§ **Passage**:
Yeah I know the Franklin series, but that will just turn it into a diorama simulator.

I want the pressure of socioeconomic change to guide me, forcing the city to adapt to previous choices.


SimCity and Railroad Tycoon have technological change over time, but it's just keyed to the date. It sounds like you want a game that nobody has invented yet; perhaps you should be the one who invents it.


Oh, I've definitely toyed with the idea of getting into game dev. After I finish all the other 17 half-baked side projects.


rip franklin


I would loooove for a C:S like city builder where you start in something like a medieval age and then you progress through time. It would be amazing to have nice historical city centers like in Italy or Spain, and this could be heavily changed for different regions (make DLCs for different country styles, like Japan or even USA where you would get to build wild west cities before going into themodern age). Then your city would really feel as if it grew more organically.

One can dream...


To be fair you cant build a highway until your city is a certain size. You are free to build “rurally” with railroads and dirt roads too.


SimCity Creator DS was this exactly! You’d even progress from pre-historic times to the post-global warming era.

Highly suggest playing the game on an emulator sometime.

§ **Extracted records**:
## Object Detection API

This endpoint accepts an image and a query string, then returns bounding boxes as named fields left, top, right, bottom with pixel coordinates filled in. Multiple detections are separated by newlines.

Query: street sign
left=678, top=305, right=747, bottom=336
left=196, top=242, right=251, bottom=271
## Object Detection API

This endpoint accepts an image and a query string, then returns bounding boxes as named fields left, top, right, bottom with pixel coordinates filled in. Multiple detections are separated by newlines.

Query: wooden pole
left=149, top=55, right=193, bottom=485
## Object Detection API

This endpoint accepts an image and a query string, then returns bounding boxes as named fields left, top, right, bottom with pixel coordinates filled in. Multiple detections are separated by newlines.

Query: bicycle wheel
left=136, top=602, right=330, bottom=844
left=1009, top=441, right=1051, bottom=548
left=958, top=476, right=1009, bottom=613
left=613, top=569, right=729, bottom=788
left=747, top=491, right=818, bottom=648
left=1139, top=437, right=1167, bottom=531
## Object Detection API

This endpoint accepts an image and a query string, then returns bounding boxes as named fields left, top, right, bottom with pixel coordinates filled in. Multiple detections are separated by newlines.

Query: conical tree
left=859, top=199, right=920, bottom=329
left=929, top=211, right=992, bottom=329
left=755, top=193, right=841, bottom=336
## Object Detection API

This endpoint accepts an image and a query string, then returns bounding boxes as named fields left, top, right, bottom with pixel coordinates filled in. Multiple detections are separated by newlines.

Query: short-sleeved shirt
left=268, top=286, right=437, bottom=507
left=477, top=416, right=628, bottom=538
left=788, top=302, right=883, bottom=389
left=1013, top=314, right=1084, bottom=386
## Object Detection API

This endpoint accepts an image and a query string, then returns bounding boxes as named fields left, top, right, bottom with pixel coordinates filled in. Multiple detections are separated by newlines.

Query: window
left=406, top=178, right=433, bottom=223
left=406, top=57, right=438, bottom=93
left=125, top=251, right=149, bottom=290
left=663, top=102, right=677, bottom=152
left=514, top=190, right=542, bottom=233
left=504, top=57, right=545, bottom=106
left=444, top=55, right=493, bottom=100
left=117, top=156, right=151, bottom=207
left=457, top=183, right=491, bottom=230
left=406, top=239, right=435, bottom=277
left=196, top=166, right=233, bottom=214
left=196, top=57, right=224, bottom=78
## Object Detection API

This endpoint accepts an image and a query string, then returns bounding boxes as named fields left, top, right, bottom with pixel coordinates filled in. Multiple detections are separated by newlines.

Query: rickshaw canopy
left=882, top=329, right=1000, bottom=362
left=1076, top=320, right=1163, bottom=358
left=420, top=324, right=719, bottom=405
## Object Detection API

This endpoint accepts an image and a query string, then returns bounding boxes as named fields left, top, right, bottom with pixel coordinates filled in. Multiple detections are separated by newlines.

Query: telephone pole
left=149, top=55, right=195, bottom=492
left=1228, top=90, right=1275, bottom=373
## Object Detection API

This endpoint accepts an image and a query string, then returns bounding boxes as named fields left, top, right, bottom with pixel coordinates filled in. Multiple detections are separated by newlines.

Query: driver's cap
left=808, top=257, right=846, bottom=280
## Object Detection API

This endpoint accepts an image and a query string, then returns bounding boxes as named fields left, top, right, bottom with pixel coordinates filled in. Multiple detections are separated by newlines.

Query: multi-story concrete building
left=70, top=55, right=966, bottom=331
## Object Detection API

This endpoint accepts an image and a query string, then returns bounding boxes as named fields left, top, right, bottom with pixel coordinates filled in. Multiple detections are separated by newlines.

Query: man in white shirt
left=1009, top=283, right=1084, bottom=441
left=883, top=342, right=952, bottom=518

§ **What this task involves**:
Answer these questions using the city-builder discussion.
1. Which two games are said to have technological change that is only keyed to the date?
2. How many other half-baked side projects does the commenter who considered game development say must be finished first?
3. Which game is said to progress from pre-historic times to the post-global warming era?

§ **Reply to the task**:
1. SimCity and Railroad Tycoon
2. 17
3. SimCity Creator DS